## THE PROBLEM
Reproduce the records word for word, starting at the beginning and ending with the line that contains "box: [319, 108, 333, 122]", both ends included. Leave the pictures out of your answer.

## AVAILABLE DATA

^^^^^^^^

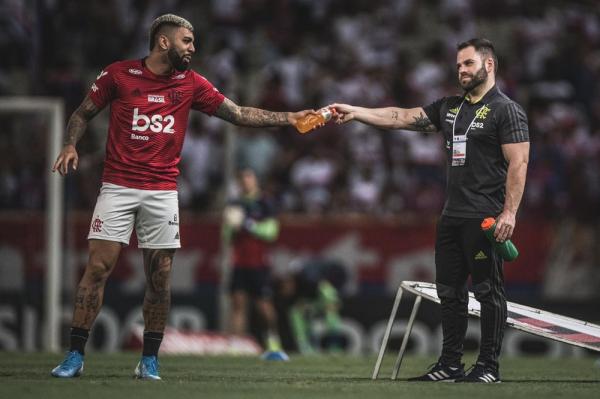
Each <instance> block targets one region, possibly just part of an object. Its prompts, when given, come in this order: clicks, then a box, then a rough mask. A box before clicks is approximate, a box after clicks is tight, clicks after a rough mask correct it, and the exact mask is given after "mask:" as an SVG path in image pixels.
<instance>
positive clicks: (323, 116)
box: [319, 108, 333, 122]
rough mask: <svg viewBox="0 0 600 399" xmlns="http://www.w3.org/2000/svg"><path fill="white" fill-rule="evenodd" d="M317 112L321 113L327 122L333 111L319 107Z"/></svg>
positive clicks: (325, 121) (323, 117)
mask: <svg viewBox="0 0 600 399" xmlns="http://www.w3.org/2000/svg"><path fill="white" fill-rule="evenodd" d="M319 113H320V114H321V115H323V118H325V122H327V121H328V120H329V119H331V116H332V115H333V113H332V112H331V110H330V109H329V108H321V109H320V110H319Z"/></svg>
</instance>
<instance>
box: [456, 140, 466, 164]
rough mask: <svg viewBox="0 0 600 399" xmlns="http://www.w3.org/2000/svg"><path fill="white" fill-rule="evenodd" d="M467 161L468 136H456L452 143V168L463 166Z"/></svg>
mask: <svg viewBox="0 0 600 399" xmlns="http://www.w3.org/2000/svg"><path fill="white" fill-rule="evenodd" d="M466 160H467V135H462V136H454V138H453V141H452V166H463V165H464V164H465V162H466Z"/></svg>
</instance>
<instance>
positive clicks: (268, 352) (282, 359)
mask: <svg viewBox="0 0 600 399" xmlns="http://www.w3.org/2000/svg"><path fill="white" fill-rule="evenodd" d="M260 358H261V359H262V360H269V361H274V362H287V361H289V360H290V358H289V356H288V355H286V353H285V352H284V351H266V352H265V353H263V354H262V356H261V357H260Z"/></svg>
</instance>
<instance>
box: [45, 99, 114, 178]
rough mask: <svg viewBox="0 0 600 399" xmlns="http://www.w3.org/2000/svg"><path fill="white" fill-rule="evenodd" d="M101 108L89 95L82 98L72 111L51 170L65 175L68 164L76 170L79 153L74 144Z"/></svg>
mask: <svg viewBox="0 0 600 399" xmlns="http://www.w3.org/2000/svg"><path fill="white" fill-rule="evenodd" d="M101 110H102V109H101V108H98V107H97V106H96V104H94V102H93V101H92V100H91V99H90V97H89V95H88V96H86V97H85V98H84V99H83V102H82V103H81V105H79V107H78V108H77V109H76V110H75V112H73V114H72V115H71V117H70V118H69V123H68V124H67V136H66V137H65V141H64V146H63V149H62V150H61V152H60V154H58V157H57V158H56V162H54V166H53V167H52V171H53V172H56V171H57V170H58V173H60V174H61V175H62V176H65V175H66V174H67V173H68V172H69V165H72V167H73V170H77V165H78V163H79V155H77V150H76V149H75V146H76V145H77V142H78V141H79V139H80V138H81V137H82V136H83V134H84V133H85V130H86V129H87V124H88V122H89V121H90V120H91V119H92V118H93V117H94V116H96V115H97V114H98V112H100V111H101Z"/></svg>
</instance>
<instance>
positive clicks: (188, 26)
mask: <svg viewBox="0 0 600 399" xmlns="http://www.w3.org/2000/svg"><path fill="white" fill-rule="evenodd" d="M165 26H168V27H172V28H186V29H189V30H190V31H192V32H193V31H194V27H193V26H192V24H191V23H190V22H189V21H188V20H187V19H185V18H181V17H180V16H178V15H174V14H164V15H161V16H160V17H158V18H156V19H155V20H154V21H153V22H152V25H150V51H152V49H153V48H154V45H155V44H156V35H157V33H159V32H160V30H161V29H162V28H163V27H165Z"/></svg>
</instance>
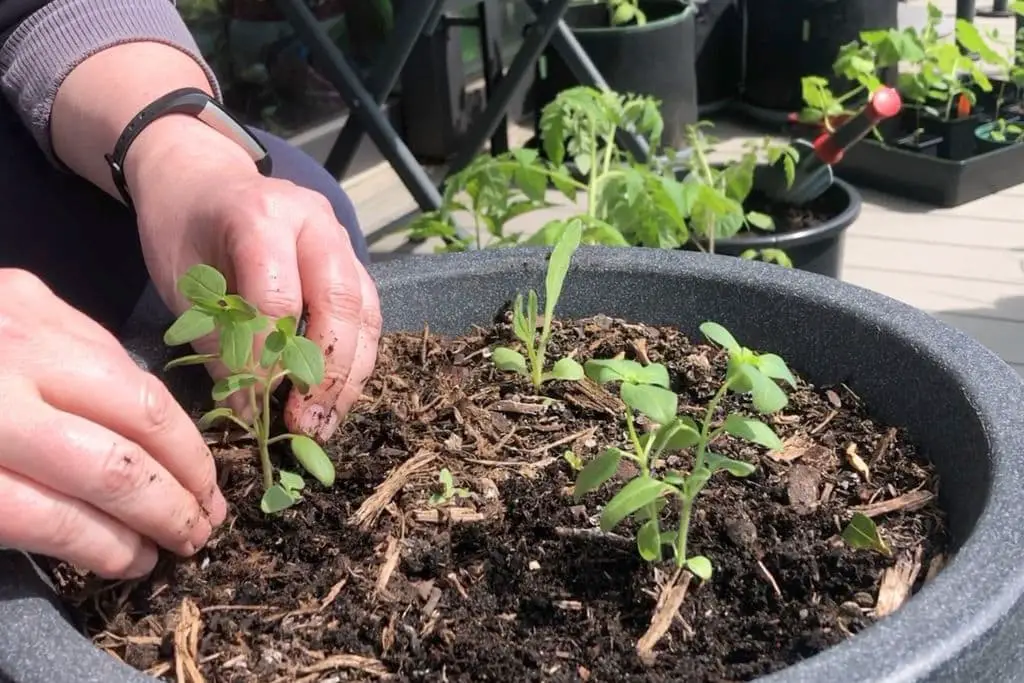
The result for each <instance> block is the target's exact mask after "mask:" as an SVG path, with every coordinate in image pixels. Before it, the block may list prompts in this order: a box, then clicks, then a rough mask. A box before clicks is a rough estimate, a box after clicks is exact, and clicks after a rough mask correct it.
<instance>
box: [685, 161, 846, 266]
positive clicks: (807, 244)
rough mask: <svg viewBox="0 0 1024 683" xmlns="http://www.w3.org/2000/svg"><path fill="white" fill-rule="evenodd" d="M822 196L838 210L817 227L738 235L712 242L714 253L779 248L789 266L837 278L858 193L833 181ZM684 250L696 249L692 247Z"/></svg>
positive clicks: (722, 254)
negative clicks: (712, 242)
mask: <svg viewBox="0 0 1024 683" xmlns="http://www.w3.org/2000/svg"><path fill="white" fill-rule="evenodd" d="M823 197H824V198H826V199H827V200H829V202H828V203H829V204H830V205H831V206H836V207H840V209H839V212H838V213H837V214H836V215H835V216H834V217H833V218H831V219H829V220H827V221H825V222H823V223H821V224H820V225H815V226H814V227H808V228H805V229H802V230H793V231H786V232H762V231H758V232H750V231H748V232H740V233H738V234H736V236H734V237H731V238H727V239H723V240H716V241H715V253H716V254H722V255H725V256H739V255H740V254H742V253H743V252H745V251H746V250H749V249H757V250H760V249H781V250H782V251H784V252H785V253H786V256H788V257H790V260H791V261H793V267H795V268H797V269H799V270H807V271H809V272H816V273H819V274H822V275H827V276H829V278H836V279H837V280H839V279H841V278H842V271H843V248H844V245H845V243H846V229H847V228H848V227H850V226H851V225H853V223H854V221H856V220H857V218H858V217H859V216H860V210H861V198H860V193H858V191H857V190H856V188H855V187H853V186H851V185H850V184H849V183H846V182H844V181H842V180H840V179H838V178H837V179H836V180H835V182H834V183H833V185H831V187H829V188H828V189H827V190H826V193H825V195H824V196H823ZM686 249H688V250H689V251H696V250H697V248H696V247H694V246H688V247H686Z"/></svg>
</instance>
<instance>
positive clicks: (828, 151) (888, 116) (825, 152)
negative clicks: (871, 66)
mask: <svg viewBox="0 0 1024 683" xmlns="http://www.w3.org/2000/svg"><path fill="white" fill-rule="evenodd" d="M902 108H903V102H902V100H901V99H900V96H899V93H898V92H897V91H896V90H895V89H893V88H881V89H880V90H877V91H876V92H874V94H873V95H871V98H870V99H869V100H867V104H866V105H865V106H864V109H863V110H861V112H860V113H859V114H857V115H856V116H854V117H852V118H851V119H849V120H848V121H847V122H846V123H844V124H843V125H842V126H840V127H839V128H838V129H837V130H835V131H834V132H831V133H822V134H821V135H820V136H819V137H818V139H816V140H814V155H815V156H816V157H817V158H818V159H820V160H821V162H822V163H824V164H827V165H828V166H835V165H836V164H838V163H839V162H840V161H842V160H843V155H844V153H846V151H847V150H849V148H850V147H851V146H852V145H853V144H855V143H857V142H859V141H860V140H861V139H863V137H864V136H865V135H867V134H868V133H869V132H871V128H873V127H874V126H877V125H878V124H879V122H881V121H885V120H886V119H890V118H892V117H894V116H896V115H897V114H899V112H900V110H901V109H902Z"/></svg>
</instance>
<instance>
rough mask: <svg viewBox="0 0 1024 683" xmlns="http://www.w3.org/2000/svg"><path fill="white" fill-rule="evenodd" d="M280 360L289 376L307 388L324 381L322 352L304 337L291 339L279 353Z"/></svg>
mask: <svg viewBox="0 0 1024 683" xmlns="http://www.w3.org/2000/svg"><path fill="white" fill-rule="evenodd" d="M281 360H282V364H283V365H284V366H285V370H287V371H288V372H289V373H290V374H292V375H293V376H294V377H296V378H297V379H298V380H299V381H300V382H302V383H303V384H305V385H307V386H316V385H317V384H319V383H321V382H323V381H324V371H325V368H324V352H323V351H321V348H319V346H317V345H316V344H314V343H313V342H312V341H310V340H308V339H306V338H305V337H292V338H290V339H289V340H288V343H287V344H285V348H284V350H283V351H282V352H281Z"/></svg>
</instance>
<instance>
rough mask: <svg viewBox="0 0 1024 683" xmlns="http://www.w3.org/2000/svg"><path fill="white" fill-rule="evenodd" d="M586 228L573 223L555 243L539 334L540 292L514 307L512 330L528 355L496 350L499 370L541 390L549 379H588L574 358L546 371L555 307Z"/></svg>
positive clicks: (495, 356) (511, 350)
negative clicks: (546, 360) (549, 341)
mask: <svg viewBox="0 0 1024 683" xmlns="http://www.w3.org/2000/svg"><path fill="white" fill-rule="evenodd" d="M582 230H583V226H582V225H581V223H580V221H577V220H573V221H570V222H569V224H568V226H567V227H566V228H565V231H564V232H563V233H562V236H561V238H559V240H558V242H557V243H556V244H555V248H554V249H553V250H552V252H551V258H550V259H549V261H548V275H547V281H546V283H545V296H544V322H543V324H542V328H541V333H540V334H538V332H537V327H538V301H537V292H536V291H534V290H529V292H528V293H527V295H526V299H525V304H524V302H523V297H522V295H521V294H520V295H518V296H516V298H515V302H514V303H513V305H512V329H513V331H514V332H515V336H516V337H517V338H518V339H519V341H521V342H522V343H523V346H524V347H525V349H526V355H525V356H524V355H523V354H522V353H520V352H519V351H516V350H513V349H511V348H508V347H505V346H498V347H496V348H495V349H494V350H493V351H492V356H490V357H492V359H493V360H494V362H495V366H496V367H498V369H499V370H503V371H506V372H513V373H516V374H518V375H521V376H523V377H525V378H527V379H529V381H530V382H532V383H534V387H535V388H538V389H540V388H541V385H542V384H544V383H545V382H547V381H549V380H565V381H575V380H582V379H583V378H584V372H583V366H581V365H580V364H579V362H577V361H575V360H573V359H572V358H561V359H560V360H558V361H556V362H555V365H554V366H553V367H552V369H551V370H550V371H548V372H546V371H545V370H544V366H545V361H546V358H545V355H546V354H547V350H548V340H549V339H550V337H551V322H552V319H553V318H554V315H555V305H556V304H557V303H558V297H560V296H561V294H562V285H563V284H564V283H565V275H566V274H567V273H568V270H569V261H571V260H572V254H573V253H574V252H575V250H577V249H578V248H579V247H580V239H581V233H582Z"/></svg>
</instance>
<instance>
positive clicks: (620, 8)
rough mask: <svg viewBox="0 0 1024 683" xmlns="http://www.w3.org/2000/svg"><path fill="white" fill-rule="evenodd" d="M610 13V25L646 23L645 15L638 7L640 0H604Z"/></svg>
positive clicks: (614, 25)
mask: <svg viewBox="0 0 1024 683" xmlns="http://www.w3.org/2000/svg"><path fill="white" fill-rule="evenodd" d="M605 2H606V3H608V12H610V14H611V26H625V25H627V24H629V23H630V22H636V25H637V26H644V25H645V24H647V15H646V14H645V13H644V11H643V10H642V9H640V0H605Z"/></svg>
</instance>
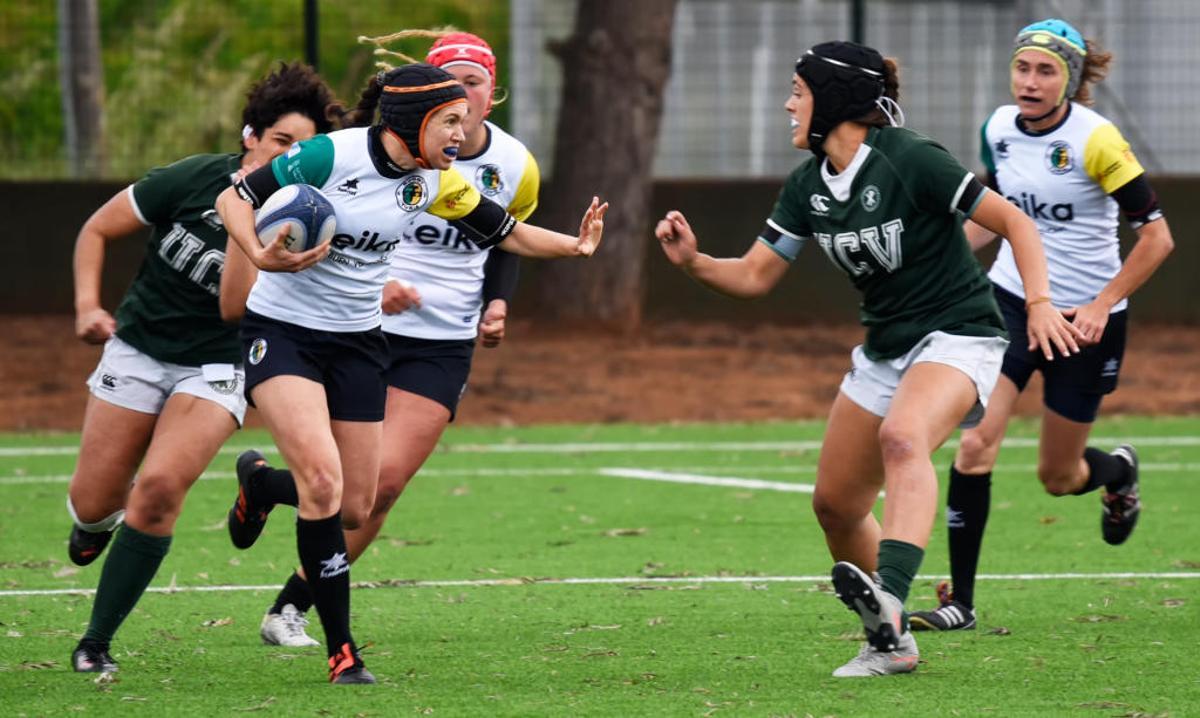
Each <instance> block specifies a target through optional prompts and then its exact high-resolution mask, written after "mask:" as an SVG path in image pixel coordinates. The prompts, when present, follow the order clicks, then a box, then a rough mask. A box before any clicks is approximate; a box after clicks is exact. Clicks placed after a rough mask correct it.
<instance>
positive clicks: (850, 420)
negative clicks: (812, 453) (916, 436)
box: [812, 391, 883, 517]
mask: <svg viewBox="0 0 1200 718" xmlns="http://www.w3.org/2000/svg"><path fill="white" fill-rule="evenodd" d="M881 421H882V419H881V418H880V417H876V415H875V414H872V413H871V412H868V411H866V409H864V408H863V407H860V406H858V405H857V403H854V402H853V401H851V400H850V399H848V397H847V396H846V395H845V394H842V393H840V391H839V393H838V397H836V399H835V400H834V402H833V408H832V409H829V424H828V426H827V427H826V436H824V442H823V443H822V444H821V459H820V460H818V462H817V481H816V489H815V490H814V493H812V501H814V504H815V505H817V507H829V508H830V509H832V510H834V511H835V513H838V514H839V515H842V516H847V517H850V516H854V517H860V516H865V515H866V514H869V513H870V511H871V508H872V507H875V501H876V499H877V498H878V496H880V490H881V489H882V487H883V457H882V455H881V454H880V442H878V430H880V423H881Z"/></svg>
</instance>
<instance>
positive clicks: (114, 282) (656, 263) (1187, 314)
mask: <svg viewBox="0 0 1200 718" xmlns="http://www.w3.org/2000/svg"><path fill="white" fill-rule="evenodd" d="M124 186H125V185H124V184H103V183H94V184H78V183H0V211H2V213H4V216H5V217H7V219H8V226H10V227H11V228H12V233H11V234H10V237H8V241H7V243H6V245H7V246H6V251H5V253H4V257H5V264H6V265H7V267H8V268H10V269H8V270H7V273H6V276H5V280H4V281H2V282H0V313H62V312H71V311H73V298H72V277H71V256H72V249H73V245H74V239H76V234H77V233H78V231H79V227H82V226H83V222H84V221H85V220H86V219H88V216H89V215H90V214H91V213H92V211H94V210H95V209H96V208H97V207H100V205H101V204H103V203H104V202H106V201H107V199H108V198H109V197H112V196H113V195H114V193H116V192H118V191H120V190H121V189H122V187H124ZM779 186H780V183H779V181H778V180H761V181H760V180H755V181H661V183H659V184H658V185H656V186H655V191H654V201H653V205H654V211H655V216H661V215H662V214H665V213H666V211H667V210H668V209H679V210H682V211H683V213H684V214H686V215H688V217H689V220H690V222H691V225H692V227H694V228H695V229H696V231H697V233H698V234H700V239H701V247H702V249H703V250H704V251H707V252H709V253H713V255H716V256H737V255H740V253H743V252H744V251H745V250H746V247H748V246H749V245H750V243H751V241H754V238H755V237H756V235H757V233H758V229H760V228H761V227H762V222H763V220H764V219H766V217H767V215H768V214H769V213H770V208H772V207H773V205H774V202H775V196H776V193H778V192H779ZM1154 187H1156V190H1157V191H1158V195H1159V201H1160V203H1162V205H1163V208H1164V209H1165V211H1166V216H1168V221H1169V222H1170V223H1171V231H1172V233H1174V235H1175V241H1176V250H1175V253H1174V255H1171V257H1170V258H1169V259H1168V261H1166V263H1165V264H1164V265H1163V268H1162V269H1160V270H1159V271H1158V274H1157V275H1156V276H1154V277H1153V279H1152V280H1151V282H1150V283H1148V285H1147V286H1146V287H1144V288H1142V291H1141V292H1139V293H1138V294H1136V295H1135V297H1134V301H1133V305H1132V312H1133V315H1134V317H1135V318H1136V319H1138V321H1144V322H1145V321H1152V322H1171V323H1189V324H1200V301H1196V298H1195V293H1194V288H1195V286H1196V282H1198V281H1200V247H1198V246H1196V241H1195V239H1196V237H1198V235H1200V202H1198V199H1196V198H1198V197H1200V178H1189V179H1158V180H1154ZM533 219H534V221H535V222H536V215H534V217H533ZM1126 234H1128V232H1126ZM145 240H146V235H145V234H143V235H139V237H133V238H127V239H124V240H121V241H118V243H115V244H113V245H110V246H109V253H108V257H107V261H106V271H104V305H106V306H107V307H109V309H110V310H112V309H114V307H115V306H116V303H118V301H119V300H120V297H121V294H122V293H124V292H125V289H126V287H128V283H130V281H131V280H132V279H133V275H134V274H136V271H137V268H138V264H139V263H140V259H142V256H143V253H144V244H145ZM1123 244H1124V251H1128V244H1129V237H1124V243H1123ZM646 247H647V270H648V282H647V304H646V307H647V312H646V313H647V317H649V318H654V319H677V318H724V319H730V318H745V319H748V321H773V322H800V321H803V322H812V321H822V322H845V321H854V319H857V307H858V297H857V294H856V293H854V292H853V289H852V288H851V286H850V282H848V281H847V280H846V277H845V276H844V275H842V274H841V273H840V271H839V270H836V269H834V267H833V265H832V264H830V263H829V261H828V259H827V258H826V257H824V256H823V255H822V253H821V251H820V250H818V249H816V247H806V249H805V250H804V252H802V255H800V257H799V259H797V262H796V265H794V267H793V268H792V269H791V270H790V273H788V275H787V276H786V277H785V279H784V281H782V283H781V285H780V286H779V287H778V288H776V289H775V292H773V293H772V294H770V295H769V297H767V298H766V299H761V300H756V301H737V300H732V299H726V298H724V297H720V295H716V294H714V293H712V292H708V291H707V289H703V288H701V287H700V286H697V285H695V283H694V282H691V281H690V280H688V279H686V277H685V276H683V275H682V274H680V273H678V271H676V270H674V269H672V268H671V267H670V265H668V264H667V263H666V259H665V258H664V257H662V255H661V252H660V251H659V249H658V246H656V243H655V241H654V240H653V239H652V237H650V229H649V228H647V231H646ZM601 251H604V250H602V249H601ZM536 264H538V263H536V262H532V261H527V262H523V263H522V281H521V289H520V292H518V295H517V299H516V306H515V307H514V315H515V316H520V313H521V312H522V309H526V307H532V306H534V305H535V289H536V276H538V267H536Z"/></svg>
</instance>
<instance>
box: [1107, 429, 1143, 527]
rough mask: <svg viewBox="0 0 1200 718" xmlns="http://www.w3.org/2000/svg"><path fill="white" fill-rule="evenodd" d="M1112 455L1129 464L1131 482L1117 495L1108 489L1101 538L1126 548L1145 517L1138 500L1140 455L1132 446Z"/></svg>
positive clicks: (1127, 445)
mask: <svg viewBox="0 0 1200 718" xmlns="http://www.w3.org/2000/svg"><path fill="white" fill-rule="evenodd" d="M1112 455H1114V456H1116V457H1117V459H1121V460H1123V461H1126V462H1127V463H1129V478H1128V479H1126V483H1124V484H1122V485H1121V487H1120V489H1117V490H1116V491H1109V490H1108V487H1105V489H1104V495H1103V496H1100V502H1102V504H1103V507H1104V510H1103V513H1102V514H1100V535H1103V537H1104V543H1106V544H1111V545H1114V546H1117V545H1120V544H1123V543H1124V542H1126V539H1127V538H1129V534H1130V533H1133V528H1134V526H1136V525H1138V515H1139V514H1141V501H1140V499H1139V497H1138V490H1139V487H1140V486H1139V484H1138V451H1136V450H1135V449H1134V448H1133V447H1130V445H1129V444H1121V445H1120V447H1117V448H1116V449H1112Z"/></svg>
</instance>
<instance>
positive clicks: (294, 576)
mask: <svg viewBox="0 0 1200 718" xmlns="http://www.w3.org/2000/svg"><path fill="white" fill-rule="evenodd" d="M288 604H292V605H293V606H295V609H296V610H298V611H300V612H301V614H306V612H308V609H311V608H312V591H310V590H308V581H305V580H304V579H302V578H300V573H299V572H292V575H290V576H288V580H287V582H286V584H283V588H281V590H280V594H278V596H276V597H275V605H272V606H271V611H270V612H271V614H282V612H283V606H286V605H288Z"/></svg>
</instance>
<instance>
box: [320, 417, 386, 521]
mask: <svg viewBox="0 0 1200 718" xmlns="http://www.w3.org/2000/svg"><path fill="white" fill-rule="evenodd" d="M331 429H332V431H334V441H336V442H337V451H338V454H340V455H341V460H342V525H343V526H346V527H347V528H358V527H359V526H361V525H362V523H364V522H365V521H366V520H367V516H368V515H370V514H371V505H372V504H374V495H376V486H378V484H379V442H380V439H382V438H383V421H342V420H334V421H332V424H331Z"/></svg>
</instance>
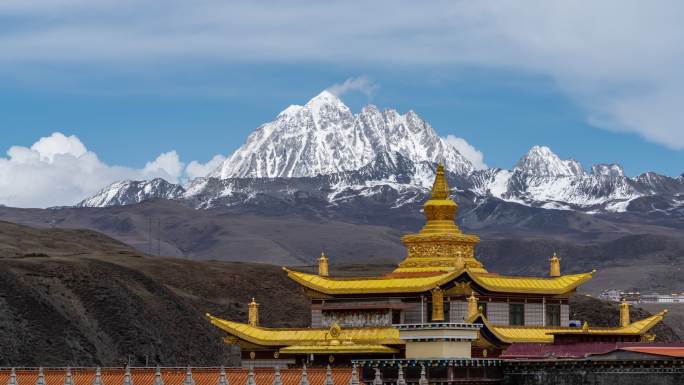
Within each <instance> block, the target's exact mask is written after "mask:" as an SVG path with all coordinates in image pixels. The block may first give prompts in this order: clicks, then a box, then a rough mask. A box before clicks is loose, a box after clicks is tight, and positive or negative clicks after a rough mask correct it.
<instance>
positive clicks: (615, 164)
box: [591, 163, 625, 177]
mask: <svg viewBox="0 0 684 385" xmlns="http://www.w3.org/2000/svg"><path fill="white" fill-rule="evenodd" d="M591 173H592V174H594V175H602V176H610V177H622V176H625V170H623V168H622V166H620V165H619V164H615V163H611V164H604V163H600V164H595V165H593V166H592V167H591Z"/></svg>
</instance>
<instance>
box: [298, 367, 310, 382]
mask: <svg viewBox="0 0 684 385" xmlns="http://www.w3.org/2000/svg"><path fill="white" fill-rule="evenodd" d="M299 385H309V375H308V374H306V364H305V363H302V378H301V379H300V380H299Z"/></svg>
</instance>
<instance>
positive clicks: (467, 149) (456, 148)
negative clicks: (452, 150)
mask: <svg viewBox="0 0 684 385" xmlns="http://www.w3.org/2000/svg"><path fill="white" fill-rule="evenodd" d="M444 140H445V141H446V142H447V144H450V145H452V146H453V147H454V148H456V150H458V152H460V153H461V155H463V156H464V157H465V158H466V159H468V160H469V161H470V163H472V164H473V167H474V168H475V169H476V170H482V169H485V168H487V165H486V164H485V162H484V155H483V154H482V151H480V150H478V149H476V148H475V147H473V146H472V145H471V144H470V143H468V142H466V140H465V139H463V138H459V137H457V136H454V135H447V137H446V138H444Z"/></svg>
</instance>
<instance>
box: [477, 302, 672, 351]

^^^^^^^^

## ANSWER TO THIS TASK
Each <instance> block targets one region, possibly just part of an object. Its prompts, when given, come in this order: clicks, then a box, then a rough mask. A box before clicks is approximate, a box after clicks is tight, clicks after a rough mask correct it, and the exact mask is given after "mask:" as an SVG path in image pixels.
<instance>
positive clicks: (323, 116)
box: [319, 108, 333, 122]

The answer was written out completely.